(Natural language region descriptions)
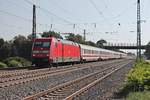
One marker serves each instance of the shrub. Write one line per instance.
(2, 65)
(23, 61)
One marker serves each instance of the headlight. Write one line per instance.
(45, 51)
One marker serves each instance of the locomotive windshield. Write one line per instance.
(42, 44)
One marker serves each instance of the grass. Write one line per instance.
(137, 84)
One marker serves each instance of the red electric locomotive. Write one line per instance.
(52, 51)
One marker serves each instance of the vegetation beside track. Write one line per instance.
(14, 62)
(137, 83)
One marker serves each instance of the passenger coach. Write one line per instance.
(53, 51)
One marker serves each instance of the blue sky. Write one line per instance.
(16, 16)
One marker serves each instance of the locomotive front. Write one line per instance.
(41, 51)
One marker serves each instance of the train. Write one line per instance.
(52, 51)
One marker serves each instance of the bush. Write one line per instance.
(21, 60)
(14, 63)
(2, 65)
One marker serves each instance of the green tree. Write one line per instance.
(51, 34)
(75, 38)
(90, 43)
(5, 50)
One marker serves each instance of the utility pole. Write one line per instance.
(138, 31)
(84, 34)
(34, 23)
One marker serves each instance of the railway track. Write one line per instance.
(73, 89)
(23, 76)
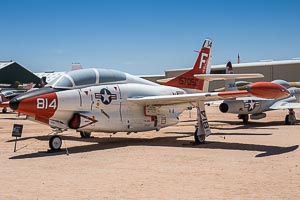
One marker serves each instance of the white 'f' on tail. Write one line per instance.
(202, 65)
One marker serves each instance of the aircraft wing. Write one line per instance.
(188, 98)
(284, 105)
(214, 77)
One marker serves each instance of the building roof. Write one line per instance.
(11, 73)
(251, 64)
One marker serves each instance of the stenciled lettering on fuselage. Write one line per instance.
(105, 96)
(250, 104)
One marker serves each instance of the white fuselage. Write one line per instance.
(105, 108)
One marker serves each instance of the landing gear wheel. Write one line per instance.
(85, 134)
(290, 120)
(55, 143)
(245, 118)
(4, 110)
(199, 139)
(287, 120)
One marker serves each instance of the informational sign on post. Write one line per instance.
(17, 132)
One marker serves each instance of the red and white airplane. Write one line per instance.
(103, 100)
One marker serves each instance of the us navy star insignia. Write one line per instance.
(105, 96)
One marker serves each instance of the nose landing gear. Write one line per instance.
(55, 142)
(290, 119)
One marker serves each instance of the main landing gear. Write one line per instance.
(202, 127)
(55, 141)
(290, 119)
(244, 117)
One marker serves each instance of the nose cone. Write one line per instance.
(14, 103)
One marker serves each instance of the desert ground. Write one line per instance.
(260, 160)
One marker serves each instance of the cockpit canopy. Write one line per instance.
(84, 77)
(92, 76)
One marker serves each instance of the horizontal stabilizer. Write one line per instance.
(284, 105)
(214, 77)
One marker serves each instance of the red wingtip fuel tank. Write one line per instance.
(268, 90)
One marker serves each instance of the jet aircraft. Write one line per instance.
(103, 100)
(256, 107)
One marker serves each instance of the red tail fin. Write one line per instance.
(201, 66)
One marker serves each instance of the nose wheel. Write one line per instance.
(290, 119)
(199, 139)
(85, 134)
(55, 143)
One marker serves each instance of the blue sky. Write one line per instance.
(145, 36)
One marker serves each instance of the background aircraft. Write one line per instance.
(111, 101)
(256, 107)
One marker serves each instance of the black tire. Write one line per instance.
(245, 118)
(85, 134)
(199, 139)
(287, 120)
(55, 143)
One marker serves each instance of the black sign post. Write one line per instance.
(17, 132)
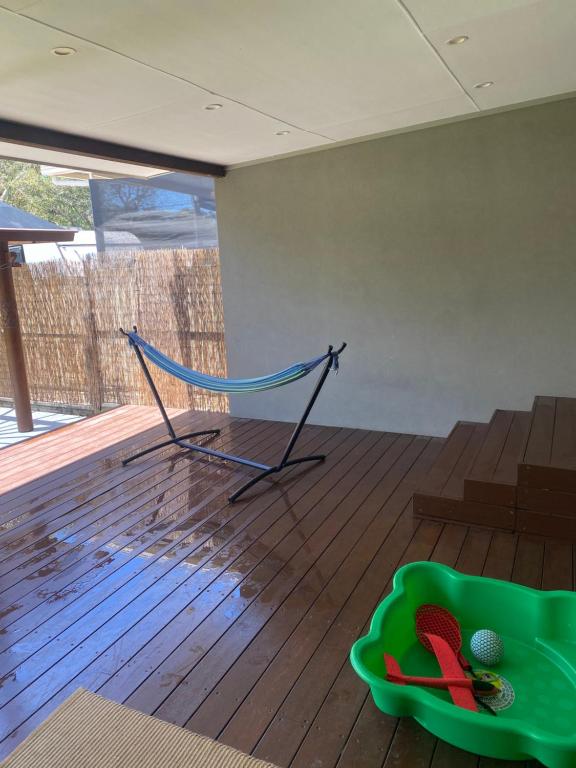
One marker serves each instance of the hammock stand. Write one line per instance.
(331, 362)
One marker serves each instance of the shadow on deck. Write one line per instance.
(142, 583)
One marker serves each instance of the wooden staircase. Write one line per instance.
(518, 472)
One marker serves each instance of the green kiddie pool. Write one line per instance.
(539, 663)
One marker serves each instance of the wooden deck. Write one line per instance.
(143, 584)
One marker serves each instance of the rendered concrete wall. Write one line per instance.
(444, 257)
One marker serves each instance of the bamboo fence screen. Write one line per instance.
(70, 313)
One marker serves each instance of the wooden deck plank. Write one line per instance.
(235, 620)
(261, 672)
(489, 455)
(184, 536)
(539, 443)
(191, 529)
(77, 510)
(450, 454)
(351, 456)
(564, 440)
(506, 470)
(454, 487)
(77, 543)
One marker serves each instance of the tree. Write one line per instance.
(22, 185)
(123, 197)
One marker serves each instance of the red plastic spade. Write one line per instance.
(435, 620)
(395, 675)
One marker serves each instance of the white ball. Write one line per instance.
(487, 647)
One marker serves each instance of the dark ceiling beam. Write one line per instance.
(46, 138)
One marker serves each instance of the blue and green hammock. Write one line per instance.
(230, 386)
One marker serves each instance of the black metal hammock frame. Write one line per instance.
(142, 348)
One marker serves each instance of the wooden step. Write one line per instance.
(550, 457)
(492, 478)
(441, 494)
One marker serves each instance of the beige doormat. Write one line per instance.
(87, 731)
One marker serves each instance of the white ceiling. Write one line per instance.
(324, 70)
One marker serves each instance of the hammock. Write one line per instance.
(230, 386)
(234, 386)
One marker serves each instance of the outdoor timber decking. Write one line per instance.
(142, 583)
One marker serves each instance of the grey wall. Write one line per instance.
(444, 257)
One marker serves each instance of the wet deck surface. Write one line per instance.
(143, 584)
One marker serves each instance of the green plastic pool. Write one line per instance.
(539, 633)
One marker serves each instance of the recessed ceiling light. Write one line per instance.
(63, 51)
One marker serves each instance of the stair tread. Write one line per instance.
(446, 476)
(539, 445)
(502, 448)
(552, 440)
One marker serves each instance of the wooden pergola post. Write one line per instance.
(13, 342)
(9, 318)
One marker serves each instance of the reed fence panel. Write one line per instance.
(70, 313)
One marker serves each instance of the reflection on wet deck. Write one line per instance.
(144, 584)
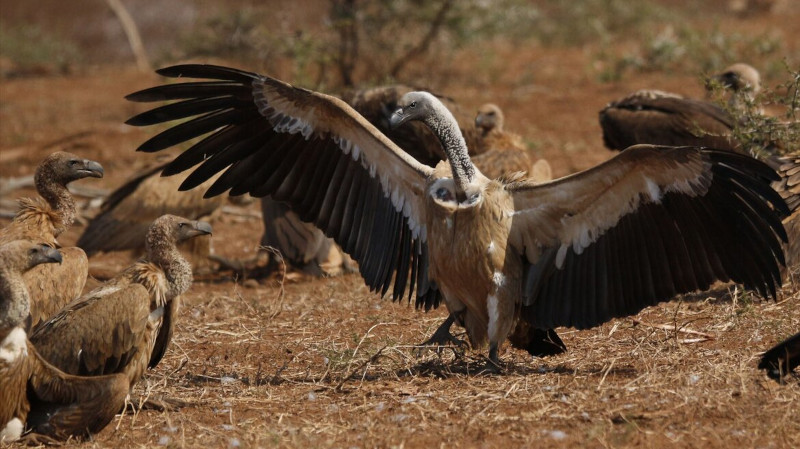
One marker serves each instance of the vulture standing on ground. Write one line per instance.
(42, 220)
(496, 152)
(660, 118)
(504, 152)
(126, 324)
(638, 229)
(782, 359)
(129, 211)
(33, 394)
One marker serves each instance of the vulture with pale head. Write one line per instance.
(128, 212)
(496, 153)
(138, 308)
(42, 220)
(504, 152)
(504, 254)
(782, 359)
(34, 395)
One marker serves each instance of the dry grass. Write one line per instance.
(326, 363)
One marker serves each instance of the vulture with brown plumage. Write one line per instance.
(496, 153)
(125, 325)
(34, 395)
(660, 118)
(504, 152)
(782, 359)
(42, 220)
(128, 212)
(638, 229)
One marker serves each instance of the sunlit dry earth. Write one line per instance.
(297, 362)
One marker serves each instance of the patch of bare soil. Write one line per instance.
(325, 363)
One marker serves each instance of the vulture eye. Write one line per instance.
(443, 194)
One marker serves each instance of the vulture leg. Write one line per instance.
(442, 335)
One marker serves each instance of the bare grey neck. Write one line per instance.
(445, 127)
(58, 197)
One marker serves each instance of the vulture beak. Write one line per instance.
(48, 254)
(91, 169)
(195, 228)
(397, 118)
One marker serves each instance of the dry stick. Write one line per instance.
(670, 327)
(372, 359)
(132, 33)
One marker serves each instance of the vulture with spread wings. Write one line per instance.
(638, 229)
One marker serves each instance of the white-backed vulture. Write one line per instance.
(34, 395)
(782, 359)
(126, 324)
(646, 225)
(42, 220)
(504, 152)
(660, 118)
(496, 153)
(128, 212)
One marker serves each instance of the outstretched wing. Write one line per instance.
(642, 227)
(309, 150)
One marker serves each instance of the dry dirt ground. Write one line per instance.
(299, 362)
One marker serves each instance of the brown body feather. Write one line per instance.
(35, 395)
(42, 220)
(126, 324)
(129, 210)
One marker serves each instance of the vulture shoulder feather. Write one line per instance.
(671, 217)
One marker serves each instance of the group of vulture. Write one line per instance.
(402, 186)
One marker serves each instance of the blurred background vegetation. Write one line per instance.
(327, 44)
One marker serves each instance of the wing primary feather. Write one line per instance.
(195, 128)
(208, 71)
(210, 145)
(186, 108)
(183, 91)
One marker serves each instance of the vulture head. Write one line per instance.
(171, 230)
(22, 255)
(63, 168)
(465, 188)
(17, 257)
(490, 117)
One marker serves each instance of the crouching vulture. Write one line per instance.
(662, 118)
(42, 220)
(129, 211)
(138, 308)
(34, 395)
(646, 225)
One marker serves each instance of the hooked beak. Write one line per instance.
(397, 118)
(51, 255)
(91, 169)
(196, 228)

### Assigned task
Copy out the lines above, from the one holding "One marker serves each instance of the hooked" through the final line, with no other lines.

### Worked solution
One marker serves each instance of the hooked beak. Write one line per instance.
(397, 118)
(51, 255)
(91, 169)
(196, 228)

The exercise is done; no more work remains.